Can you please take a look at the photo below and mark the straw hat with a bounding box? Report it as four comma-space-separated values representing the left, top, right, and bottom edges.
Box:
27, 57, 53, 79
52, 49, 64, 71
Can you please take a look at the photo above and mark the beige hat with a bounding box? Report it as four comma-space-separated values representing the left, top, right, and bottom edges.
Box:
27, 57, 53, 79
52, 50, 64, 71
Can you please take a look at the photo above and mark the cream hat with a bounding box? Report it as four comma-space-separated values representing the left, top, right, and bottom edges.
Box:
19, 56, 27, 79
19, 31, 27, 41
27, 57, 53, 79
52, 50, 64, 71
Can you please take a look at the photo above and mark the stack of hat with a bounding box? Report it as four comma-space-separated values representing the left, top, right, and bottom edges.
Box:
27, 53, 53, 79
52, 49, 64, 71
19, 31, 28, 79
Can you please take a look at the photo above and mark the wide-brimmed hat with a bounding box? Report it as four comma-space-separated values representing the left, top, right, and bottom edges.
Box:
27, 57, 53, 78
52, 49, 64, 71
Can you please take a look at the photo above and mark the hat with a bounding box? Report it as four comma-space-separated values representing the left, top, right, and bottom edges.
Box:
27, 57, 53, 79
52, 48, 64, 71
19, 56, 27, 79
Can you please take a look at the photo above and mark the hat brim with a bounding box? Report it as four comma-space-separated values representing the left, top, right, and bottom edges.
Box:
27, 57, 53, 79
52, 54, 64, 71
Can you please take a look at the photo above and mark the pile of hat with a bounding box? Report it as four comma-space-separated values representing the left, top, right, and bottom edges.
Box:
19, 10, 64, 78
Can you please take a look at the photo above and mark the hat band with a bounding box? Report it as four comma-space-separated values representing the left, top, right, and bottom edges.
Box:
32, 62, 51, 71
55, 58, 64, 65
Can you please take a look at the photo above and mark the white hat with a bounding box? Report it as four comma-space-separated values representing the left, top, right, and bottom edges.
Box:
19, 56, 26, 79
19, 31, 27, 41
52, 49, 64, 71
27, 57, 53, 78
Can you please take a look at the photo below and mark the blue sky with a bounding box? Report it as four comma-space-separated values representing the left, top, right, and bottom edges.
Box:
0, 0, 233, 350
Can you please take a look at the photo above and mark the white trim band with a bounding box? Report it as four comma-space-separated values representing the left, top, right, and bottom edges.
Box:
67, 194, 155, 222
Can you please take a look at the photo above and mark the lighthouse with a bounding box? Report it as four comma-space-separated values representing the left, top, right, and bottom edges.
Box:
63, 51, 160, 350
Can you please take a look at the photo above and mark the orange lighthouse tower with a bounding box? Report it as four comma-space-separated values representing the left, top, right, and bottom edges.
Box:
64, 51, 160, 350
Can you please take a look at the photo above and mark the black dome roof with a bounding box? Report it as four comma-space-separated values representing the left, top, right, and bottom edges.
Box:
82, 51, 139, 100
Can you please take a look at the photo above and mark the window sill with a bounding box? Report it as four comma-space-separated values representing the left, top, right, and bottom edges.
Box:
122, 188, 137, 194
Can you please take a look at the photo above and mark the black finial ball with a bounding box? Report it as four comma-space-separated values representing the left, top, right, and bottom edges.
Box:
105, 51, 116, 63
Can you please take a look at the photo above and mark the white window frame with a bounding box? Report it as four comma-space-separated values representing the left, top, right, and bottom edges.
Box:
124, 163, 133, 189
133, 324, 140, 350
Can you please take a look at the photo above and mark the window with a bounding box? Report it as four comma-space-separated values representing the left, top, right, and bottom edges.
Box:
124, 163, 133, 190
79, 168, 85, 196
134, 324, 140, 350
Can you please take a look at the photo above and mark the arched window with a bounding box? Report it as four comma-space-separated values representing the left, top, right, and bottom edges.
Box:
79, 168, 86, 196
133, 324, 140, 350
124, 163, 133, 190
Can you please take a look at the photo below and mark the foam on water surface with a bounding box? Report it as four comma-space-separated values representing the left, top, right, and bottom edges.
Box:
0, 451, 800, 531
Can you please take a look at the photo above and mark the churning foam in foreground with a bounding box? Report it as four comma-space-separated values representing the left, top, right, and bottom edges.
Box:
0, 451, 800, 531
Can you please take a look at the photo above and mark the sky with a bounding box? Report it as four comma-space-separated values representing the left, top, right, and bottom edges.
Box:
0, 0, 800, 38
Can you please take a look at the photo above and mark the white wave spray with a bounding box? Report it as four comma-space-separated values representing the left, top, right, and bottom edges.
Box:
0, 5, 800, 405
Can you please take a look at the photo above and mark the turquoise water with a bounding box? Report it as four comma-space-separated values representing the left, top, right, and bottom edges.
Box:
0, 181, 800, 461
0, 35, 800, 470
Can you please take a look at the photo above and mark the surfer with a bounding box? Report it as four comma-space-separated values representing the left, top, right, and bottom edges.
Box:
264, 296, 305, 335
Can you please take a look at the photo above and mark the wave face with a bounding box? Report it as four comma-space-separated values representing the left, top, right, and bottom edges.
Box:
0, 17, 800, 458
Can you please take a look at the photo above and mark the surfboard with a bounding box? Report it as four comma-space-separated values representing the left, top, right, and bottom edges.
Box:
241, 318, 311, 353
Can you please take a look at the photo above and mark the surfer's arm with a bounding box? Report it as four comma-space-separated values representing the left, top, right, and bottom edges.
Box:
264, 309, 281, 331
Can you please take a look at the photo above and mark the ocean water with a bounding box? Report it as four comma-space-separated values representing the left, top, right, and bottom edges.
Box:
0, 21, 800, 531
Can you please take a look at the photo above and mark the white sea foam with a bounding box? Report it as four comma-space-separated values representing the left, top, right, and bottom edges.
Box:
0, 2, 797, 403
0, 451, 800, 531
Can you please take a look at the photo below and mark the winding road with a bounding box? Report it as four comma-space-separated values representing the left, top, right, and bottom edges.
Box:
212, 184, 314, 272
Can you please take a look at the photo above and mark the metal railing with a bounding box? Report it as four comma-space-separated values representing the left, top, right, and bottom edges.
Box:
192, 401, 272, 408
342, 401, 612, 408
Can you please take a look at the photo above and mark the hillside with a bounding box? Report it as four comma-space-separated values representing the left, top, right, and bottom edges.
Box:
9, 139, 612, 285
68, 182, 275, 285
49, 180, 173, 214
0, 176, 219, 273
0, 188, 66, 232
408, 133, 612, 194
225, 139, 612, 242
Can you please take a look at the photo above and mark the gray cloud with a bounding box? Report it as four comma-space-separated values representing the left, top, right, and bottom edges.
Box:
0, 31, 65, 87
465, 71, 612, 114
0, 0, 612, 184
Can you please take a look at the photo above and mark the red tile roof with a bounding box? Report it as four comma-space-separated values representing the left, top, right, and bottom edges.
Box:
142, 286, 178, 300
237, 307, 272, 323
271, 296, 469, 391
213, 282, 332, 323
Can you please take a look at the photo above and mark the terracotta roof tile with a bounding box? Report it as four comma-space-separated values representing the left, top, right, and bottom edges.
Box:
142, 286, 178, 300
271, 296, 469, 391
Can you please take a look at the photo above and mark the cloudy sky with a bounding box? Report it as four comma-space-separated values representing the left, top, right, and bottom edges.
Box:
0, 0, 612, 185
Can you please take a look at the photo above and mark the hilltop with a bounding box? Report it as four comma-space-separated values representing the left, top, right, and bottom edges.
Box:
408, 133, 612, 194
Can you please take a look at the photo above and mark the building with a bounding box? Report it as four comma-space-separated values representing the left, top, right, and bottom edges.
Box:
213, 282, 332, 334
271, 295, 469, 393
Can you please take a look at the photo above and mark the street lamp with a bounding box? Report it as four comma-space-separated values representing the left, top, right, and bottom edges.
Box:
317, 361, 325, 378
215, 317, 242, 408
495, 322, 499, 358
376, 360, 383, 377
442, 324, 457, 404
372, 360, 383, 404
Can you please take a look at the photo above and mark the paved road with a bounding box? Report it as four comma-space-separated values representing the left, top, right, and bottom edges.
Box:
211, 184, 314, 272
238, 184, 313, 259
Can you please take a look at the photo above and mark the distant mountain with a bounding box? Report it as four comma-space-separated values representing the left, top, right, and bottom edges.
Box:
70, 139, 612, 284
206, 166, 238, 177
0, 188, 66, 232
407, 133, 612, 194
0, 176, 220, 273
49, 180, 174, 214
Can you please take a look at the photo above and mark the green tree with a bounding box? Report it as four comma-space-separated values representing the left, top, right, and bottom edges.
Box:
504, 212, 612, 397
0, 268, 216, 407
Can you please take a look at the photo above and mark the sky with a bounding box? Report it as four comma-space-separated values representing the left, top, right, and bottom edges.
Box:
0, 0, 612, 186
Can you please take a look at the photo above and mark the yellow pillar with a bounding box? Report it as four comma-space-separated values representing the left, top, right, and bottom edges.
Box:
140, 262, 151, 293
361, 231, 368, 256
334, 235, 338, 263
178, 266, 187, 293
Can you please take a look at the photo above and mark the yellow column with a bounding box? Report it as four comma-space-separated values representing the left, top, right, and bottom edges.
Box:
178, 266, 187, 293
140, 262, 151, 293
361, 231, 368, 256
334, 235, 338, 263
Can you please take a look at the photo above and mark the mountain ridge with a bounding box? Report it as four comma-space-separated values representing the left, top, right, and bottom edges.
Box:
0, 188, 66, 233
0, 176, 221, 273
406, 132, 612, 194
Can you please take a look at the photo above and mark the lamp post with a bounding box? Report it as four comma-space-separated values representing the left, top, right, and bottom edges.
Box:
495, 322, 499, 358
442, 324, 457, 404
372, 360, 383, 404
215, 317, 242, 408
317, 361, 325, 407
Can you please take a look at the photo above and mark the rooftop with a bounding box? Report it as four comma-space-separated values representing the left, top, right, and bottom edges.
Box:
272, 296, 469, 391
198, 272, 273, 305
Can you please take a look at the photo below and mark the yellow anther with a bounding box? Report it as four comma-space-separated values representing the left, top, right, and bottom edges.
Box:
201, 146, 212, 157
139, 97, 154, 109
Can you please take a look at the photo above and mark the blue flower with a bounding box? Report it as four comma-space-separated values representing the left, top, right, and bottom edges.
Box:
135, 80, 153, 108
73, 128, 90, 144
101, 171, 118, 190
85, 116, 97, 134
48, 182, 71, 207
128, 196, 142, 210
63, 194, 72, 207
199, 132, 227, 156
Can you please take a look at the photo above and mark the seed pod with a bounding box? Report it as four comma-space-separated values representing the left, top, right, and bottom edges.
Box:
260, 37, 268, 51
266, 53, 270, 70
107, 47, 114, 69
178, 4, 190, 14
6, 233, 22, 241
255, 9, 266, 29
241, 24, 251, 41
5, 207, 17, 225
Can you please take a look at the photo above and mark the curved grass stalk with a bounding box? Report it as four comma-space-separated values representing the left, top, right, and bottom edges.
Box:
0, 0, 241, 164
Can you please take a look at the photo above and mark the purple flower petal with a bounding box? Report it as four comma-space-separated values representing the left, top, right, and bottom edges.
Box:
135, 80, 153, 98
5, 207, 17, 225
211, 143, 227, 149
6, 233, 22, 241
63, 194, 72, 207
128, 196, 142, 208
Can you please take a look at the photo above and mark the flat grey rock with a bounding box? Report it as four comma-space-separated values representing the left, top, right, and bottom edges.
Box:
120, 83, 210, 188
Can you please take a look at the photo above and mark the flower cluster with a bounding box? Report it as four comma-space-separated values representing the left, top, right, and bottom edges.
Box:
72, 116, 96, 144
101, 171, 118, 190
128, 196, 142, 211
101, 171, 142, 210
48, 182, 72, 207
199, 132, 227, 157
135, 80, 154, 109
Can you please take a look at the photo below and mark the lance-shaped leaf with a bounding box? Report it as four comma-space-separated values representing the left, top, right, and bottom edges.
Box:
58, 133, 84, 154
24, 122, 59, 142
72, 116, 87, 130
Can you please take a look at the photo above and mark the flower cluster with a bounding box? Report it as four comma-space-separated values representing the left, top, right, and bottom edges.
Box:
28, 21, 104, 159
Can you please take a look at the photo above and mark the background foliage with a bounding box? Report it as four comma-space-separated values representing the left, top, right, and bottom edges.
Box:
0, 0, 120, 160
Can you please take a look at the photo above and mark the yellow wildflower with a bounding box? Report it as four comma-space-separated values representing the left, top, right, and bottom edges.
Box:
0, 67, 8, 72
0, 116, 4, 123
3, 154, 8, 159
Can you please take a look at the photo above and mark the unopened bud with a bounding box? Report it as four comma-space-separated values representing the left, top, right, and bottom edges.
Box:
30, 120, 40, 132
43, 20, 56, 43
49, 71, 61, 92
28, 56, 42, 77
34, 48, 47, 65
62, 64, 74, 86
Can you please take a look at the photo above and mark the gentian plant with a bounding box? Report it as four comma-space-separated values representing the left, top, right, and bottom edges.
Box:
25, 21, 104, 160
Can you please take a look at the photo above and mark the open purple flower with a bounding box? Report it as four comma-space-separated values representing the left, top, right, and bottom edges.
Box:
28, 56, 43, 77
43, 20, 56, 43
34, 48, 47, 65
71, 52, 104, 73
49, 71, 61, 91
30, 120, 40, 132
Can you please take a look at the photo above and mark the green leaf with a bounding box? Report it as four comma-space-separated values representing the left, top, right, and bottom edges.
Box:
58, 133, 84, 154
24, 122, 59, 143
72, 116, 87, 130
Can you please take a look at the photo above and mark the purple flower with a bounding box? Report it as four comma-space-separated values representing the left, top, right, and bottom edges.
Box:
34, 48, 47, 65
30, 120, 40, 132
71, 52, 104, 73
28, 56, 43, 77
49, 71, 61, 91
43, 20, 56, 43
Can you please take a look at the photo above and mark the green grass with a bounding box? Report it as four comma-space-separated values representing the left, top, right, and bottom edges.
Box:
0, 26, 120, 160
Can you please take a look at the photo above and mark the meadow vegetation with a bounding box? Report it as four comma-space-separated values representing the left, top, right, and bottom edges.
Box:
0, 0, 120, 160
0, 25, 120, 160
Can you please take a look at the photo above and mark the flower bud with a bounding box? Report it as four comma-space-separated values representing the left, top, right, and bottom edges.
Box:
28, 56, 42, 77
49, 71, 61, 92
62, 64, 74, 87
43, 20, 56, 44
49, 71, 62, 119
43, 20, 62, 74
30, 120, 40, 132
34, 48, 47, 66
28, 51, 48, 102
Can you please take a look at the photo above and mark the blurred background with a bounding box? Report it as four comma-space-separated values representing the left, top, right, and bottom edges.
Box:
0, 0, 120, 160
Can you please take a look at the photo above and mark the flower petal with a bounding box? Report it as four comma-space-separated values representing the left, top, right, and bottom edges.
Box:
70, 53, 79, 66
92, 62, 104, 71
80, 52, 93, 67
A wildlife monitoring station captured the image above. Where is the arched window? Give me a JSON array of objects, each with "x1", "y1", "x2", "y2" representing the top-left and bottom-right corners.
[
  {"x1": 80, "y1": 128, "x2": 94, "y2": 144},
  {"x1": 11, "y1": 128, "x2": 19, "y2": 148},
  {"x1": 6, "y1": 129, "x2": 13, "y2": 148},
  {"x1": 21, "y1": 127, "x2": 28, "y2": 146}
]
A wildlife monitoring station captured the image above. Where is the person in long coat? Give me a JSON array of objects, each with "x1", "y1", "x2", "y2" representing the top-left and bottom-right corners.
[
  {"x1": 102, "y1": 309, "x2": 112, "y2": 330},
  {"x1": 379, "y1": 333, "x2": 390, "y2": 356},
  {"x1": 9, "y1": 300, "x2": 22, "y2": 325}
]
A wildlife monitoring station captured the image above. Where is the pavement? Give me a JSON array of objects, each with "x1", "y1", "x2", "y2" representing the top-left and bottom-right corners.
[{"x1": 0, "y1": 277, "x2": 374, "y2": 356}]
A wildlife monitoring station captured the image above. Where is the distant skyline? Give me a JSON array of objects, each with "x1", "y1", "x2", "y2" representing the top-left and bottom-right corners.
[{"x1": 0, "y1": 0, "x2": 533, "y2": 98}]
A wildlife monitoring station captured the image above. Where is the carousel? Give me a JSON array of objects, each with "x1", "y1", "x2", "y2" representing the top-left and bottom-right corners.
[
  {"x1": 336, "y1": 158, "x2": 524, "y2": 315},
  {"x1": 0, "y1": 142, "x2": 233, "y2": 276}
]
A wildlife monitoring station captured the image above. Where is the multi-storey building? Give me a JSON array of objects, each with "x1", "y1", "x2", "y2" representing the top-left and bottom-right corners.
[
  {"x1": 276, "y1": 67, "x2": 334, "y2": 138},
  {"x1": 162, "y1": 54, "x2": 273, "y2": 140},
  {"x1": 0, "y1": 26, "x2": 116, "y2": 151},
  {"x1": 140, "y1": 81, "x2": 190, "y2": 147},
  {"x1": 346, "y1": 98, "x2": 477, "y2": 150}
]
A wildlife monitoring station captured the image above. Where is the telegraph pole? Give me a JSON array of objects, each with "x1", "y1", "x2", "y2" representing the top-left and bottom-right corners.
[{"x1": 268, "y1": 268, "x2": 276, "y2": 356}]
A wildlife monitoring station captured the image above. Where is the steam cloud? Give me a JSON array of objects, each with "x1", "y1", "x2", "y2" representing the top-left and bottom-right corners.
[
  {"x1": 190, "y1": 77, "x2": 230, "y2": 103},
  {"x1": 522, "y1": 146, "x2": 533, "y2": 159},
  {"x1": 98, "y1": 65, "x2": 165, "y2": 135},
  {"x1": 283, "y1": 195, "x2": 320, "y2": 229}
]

______________________________

* **Exercise requirements**
Copy the records word for word, from the line with "mark the churning" up to and including the line with "264, 296, 305, 335".

* **Solution to the exercise**
Can you please take a look at the photo above and mark the churning foam in foreground with a bounding box? Report it as four comma-space-separated values representing the left, top, right, and bottom edges.
Box:
0, 451, 800, 531
Can you please take a look at the photo above and mark the sky with a bounding box? Report it as four comma-space-separated values representing the left, top, right, and bottom edges.
Box:
0, 0, 800, 38
Can you please take a look at the photo above and mark the white wave spray with a bounding box? Report it as four comma-space-separated values representing the left, top, right, and bottom edges.
Box:
0, 5, 800, 405
Can you please take a look at the photo above and mark the turquoise water with a bounding box? Report it as four comma-space-separated values representing the left, top, right, and bottom edges.
Box:
0, 181, 800, 461
0, 35, 800, 470
Can you please take a look at the photo above and mark the surfer with a bounding box? Report it as four comma-space-separated values representing the left, top, right, and bottom edges.
Box:
264, 296, 305, 335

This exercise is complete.